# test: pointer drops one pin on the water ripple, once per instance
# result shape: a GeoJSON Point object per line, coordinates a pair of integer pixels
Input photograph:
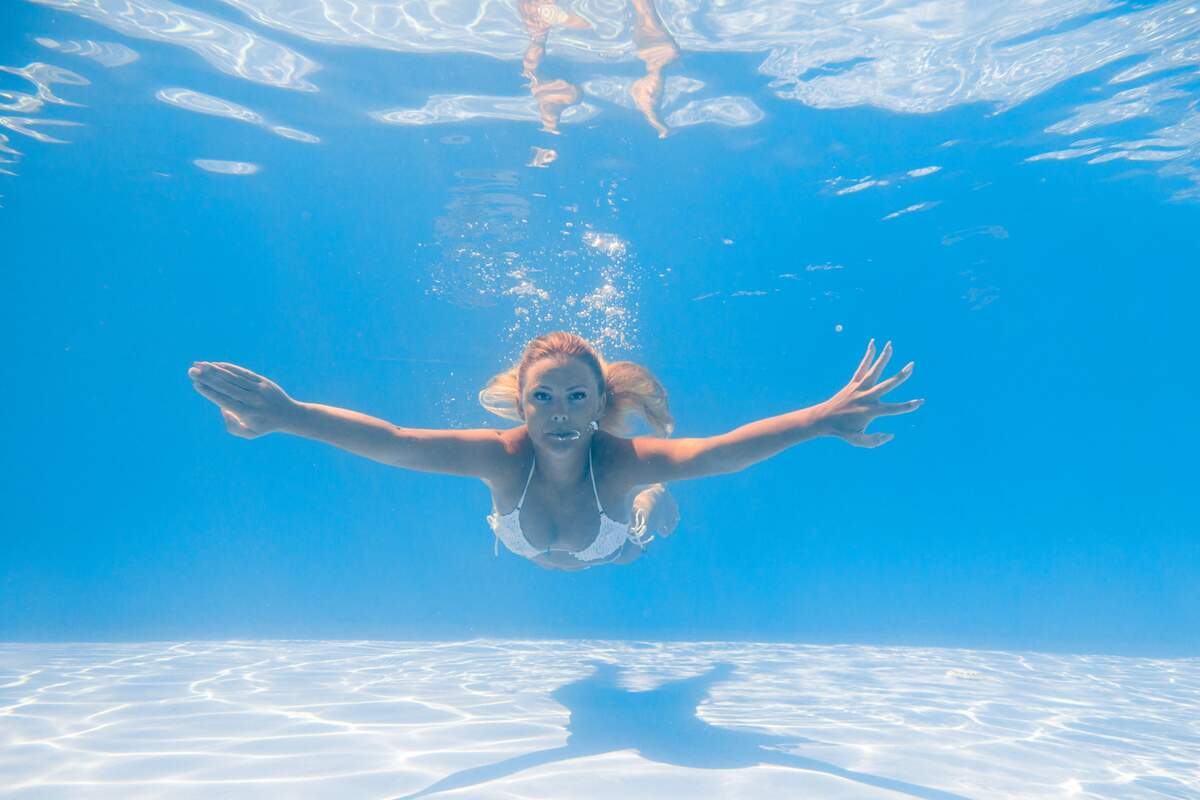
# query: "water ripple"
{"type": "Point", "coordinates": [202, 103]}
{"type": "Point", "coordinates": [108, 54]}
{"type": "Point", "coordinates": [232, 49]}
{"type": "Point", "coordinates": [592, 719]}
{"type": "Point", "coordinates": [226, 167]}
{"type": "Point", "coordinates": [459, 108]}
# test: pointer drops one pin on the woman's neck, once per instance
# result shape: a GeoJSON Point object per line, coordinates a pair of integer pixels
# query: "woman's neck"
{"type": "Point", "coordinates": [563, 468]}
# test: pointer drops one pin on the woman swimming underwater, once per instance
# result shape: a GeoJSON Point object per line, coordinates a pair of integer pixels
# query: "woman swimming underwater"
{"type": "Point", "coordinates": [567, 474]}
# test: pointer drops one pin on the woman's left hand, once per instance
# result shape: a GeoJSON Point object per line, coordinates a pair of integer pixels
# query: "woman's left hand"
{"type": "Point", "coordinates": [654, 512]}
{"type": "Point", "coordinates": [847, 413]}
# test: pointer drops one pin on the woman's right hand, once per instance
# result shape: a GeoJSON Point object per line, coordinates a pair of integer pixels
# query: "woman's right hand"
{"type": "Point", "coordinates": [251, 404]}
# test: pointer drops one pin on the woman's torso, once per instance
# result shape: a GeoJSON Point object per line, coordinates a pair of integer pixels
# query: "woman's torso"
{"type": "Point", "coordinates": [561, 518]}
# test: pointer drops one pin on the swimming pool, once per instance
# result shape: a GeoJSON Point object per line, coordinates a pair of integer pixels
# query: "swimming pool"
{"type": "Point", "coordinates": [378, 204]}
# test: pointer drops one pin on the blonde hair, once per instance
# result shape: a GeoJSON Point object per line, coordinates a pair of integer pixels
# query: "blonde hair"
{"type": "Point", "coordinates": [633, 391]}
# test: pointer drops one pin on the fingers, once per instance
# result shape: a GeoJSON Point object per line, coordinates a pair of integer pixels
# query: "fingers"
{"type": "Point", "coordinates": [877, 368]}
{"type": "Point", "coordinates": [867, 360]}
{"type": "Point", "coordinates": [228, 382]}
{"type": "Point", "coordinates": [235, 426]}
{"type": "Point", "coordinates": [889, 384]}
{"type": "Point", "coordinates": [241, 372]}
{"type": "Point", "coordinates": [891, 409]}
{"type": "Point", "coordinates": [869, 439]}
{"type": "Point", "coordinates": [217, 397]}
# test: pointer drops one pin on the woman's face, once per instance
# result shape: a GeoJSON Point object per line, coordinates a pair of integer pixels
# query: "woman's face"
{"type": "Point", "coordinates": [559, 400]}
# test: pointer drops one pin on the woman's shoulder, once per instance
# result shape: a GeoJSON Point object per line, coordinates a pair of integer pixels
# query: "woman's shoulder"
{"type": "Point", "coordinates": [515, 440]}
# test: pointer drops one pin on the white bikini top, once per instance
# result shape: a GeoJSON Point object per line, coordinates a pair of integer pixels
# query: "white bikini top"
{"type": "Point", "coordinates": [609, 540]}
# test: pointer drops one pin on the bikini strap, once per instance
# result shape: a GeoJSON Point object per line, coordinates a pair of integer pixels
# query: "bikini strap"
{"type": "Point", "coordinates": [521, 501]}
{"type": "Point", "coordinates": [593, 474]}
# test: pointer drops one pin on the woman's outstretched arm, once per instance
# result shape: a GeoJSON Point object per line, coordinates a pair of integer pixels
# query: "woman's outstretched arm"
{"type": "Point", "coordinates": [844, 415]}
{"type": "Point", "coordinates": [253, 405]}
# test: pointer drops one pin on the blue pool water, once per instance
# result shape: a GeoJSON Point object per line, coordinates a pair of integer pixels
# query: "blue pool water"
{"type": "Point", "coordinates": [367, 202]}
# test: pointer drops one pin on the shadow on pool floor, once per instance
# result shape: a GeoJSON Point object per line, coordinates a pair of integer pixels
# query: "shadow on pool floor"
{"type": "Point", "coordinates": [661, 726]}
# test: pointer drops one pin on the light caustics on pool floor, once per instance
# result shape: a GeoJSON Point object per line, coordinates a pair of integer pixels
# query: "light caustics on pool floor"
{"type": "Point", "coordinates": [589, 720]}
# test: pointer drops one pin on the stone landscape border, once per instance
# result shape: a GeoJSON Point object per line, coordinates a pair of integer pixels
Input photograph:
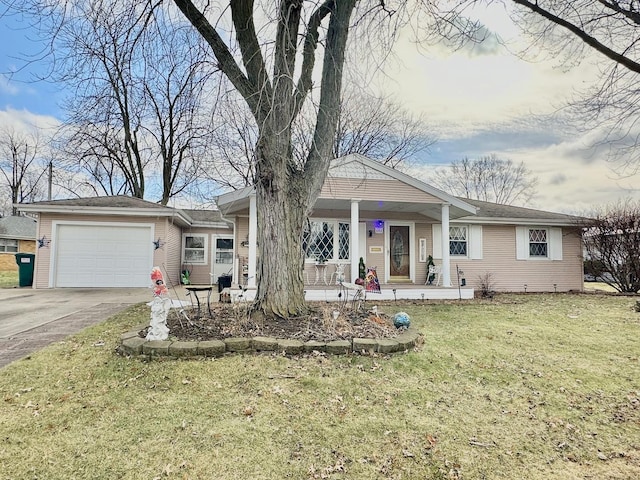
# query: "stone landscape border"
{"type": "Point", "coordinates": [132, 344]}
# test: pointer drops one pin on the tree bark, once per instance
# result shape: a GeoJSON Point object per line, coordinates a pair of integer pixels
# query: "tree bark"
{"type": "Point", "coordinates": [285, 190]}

:::

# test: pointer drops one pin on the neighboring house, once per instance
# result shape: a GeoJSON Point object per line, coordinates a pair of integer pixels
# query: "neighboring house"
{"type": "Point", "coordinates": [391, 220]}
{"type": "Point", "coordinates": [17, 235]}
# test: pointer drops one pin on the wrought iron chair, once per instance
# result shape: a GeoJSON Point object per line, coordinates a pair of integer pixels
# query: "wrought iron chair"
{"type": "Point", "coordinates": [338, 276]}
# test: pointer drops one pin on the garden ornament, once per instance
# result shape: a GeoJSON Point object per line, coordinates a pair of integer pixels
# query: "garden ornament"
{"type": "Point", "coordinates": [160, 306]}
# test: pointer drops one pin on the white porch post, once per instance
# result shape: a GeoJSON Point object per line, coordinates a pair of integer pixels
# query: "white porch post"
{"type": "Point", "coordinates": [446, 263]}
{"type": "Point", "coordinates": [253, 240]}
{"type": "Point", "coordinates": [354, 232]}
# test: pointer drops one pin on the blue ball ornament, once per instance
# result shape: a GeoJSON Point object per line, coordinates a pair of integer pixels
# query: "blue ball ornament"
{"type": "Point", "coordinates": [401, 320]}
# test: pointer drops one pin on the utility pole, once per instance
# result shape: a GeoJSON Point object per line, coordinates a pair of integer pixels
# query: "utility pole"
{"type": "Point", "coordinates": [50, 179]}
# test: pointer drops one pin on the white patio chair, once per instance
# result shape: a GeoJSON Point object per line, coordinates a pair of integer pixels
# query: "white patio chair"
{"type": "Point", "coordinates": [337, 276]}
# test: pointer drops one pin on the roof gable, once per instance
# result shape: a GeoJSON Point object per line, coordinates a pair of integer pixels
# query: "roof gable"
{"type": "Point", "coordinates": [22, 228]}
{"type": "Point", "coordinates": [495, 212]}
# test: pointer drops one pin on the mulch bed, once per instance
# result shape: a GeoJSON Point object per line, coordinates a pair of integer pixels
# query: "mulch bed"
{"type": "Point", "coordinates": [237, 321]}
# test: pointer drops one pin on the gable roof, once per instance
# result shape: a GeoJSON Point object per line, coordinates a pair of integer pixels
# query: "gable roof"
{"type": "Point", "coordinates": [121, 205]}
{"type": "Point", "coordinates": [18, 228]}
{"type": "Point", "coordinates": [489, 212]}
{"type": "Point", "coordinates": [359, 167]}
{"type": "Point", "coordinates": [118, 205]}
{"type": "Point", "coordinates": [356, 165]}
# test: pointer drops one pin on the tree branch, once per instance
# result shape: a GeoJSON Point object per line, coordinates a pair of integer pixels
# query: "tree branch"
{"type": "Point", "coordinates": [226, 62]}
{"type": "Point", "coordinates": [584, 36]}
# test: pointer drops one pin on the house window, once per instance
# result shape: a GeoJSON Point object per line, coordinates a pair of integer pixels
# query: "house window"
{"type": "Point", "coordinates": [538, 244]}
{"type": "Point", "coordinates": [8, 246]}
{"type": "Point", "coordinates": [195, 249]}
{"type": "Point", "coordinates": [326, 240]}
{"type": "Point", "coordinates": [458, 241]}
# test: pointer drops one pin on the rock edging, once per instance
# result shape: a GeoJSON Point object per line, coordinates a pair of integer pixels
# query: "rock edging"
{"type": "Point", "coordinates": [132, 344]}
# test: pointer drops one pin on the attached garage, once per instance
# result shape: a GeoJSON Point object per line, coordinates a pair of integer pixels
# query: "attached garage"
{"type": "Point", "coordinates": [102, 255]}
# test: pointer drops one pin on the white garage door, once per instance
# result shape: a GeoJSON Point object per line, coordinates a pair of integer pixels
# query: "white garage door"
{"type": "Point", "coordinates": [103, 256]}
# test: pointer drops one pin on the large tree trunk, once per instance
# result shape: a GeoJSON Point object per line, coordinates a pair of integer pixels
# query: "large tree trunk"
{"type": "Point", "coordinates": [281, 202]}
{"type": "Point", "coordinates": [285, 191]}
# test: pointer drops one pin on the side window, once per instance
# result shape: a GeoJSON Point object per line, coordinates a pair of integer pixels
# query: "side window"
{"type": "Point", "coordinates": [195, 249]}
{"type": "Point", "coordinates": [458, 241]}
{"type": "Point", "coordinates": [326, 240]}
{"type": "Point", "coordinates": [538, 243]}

:::

#### Exercise:
Pull out every line of the records above that contains the word "white" and copy each one unchanged.

#### Solution to the exercise:
# test: pointer drops one pin on the white bikini top, once per instance
# query: "white bikini top"
# test: pointer drops one pin on the white porch post, once per instance
# query: "white porch post"
# test: pointer drops one pin on the white patio chair, once per instance
# query: "white patio chair"
# test: pointer drops one pin on the white garage door, once per instance
# query: "white garage door"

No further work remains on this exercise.